The records below are to be restated word for word, with every picture left out.

_ _ _

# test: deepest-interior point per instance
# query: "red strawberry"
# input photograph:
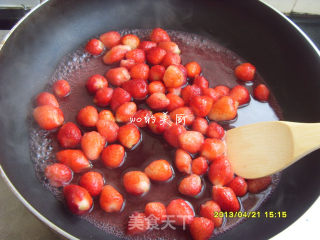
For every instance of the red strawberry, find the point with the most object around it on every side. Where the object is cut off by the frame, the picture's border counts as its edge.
(261, 93)
(93, 182)
(69, 135)
(108, 129)
(226, 198)
(48, 117)
(220, 172)
(125, 112)
(191, 141)
(183, 161)
(92, 144)
(136, 182)
(159, 35)
(212, 148)
(224, 109)
(46, 98)
(58, 174)
(180, 212)
(88, 116)
(208, 210)
(259, 184)
(110, 199)
(113, 156)
(119, 97)
(239, 186)
(75, 159)
(115, 54)
(200, 125)
(96, 82)
(129, 135)
(199, 166)
(110, 39)
(171, 134)
(190, 185)
(78, 199)
(159, 170)
(131, 40)
(201, 228)
(245, 72)
(94, 47)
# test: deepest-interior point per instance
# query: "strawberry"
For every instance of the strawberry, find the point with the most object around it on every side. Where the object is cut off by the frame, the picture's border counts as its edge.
(191, 141)
(158, 101)
(171, 134)
(48, 117)
(88, 116)
(110, 39)
(208, 210)
(180, 211)
(93, 182)
(94, 47)
(58, 174)
(193, 69)
(183, 161)
(125, 112)
(92, 144)
(190, 185)
(201, 105)
(226, 198)
(69, 135)
(130, 40)
(224, 109)
(113, 156)
(182, 115)
(46, 98)
(200, 125)
(156, 86)
(174, 77)
(259, 184)
(245, 72)
(199, 166)
(110, 199)
(119, 97)
(137, 88)
(261, 93)
(96, 82)
(169, 47)
(77, 199)
(136, 182)
(137, 55)
(220, 172)
(117, 76)
(74, 159)
(156, 55)
(140, 71)
(157, 210)
(212, 148)
(240, 94)
(201, 228)
(108, 129)
(129, 135)
(115, 54)
(103, 96)
(215, 131)
(239, 186)
(159, 170)
(159, 35)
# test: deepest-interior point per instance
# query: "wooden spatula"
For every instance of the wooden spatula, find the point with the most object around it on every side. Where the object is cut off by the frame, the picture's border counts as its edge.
(264, 148)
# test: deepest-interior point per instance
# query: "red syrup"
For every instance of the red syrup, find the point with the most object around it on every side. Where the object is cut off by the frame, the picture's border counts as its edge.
(217, 65)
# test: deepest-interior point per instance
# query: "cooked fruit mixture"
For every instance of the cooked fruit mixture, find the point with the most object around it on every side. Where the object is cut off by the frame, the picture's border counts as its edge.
(148, 91)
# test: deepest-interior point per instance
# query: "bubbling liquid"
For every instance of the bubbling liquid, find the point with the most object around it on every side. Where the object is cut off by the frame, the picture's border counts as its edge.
(217, 65)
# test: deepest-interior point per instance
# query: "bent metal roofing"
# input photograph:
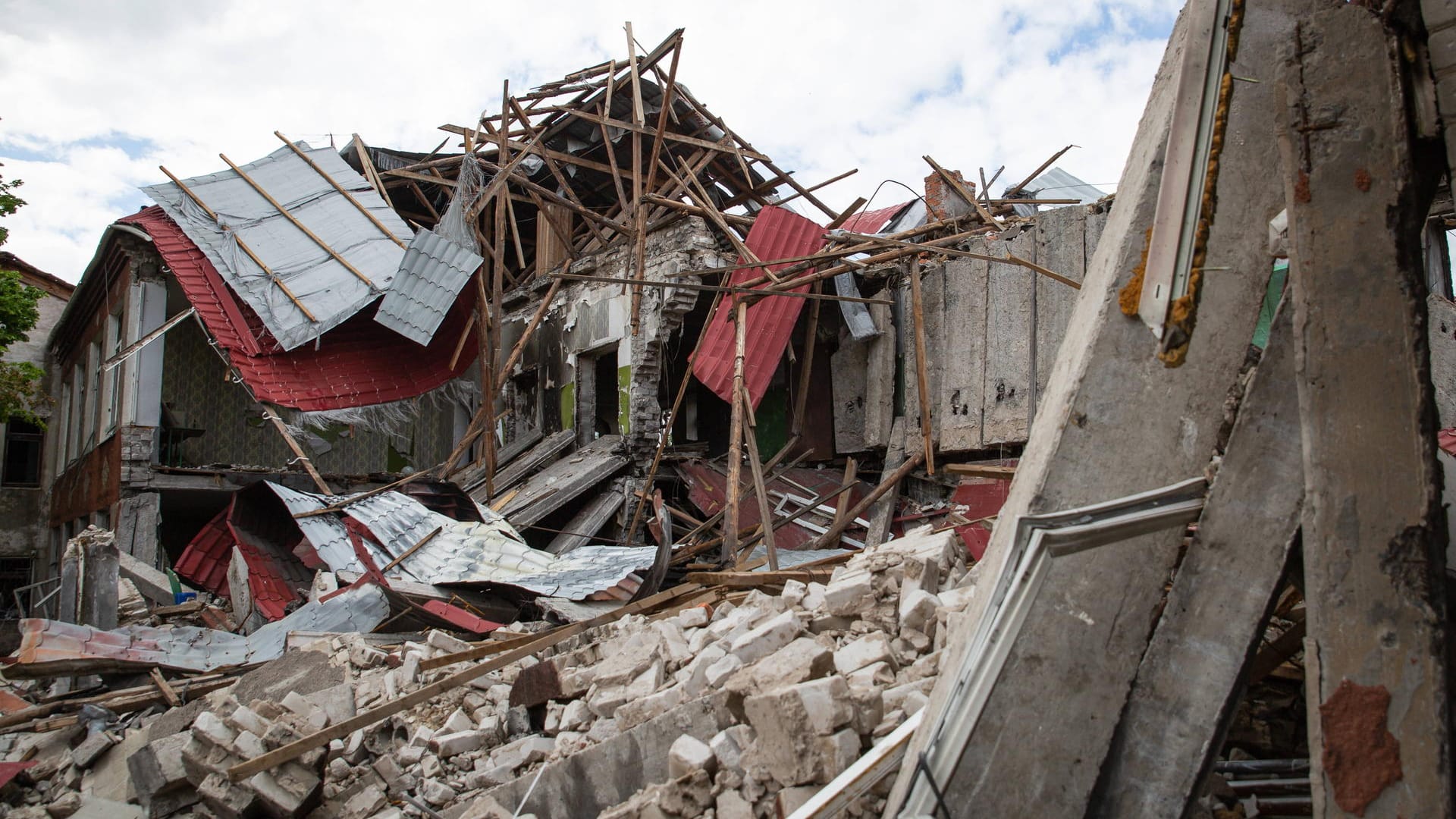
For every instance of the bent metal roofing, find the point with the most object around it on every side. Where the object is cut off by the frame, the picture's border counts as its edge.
(249, 228)
(354, 365)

_ _ _

_TASK OUTPUT_
# test: deepest-interior point per instance
# query: "red strawberry"
# input photograph:
For every instance of the red strawberry, find the point with the most object around it on every side. Where the object is cut off by the frame, the picture's border counts as its edge.
(261, 93)
(93, 182)
(69, 135)
(108, 129)
(226, 198)
(48, 117)
(220, 172)
(125, 112)
(191, 141)
(183, 161)
(92, 144)
(136, 182)
(159, 35)
(212, 148)
(224, 109)
(46, 98)
(58, 174)
(180, 212)
(88, 116)
(208, 210)
(259, 184)
(110, 199)
(113, 156)
(119, 97)
(239, 186)
(75, 159)
(115, 54)
(200, 125)
(96, 82)
(129, 135)
(199, 166)
(110, 39)
(171, 134)
(190, 185)
(78, 199)
(159, 170)
(131, 40)
(201, 228)
(245, 72)
(94, 47)
# test: deepest-interior point per instance
# query: "strawberry"
For every instance of the strawberry, find the point with the most object around it on every side. Where the object is cut off by the frame, the picture's border counts as its edge.
(191, 141)
(158, 101)
(171, 134)
(48, 117)
(88, 116)
(110, 39)
(208, 210)
(180, 211)
(93, 182)
(94, 47)
(58, 174)
(193, 69)
(183, 161)
(125, 112)
(92, 144)
(190, 185)
(201, 105)
(226, 198)
(69, 135)
(130, 40)
(224, 109)
(113, 156)
(182, 115)
(46, 98)
(200, 125)
(156, 86)
(174, 77)
(259, 184)
(245, 72)
(199, 166)
(110, 199)
(119, 97)
(137, 88)
(261, 93)
(96, 82)
(169, 47)
(77, 199)
(136, 182)
(137, 55)
(220, 172)
(117, 76)
(74, 159)
(156, 55)
(140, 71)
(157, 210)
(212, 148)
(240, 94)
(201, 228)
(108, 129)
(129, 135)
(115, 54)
(103, 96)
(215, 131)
(239, 186)
(159, 170)
(159, 35)
# test: deepest-interior point per instance
# query: "wooden spatula"
For every instance of the wooden spatula, find the point with the most object around it on every side. Where the object is cut off by the frame, the picture's border counts as its edge.
(264, 148)
# test: deepest-interior point per instance
# query: "red syrup"
For every instance of the red syrup, find the point with the most object around it on every side. Where the object is cut off by the frame, the picture's border counts as its edge.
(217, 65)
# test: deepest-interior point per instance
# query: "cooked fruit mixture"
For every instance of the cooked fruit mixture, find the point with the most object around it on every side. Where the object is cut off by the frame, the picture's border counts as its edge.
(148, 91)
# test: deepest-interior point per instance
# query: "bubbling liquid"
For every instance of the bubbling liquid, find the point with the most object around it on every side. Where the object is cut off by the frame, the picture's border counts as its edge.
(217, 65)
# test: deepest-interior point per instance
# query: "bent metal roofing"
# input photograph:
For every instance of the bent metal roofing, find the point with the most object around it on every side. Where the object is cut off by the frame, the picture's border counts as its edge.
(249, 228)
(354, 365)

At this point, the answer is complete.